What is needed is an exact copy of all the entries below.
==================================================
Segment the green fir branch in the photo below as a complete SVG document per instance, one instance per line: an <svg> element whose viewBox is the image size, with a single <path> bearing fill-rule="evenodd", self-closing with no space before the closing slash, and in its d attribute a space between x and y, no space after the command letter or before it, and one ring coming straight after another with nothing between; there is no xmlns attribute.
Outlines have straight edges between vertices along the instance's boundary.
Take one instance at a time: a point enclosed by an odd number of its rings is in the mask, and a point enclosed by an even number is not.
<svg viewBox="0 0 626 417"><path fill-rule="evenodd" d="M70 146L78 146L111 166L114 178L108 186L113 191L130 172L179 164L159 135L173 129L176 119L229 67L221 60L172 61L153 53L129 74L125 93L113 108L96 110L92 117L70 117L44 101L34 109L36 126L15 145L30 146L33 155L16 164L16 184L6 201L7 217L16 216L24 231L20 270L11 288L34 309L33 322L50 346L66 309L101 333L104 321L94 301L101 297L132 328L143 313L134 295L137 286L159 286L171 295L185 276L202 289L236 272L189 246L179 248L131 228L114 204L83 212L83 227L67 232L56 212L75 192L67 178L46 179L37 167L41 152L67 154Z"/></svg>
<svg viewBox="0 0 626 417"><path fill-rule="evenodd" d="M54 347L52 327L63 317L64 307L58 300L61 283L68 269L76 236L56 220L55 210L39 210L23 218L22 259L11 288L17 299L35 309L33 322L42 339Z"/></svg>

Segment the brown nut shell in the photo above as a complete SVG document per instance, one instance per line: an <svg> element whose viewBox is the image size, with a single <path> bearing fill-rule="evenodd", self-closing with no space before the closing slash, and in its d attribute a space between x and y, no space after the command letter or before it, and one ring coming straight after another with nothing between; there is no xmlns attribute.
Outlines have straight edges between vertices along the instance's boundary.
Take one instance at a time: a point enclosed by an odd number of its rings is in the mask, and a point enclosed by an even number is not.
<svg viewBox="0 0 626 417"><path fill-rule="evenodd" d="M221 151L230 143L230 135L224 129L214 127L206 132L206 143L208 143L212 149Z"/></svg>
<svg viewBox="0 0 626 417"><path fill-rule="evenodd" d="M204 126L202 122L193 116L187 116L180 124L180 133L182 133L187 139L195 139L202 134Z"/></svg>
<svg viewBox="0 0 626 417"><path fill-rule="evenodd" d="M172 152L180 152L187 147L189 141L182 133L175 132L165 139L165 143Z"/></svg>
==================================================
**SOLUTION FOR THIS PROBLEM**:
Segment the green fir branch in the photo below as a complete SVG document per instance, one instance per line: an <svg> element whose viewBox is the image size, with a single <path> bearing fill-rule="evenodd", self-closing with no space before the closing slash, and in its d attribute a space between x and y, no space after the command letter or before it, and one ring coming straight after another with nothing between; there is no xmlns attribute.
Outlines have straight edges between vertices along the instance's boundary.
Take one instance at a time: a point enclosed by an odd number of its rings is in the mask, and a point enclosed by an even number is not.
<svg viewBox="0 0 626 417"><path fill-rule="evenodd" d="M70 146L78 146L111 166L114 178L108 186L113 191L130 172L179 164L159 135L173 129L176 119L229 67L221 60L172 61L153 53L129 74L125 93L113 108L96 110L92 117L70 117L44 101L34 109L36 126L15 145L30 146L33 155L16 164L16 184L6 201L7 217L16 216L24 231L20 270L11 288L34 309L33 322L50 346L66 309L101 333L104 321L94 301L101 297L132 328L143 313L134 295L137 286L159 286L171 295L185 276L202 289L236 272L189 246L179 248L131 228L114 204L83 212L83 227L67 232L56 212L75 192L67 178L46 179L37 167L41 152L67 154Z"/></svg>
<svg viewBox="0 0 626 417"><path fill-rule="evenodd" d="M54 347L52 327L63 317L64 307L58 300L61 283L68 269L76 236L56 220L55 210L39 210L23 218L22 259L11 288L17 299L35 309L33 322L42 339Z"/></svg>

Segment the brown nut shell in the photo above as a complete SVG document per instance, one instance per line: an <svg> element whose viewBox is the image size, with a single <path> bearing fill-rule="evenodd", self-closing with no space before the closing slash, and in its d attribute a space between x and y, no space after the command letter or before it, and one ring coming straight after another with nothing between; there is no xmlns attribute.
Outlines have straight edges between vertices along the instance's boundary.
Take one instance at a time: a point enclosed by an odd number of its rings is in the mask, and a point enclosed by an even number is not.
<svg viewBox="0 0 626 417"><path fill-rule="evenodd" d="M221 151L230 143L230 135L224 129L214 127L206 132L206 143L208 143L212 149Z"/></svg>
<svg viewBox="0 0 626 417"><path fill-rule="evenodd" d="M204 126L202 122L193 116L187 116L180 124L180 133L182 133L187 139L195 139L202 134Z"/></svg>
<svg viewBox="0 0 626 417"><path fill-rule="evenodd" d="M172 152L180 152L187 147L189 141L182 133L175 132L165 139L165 143Z"/></svg>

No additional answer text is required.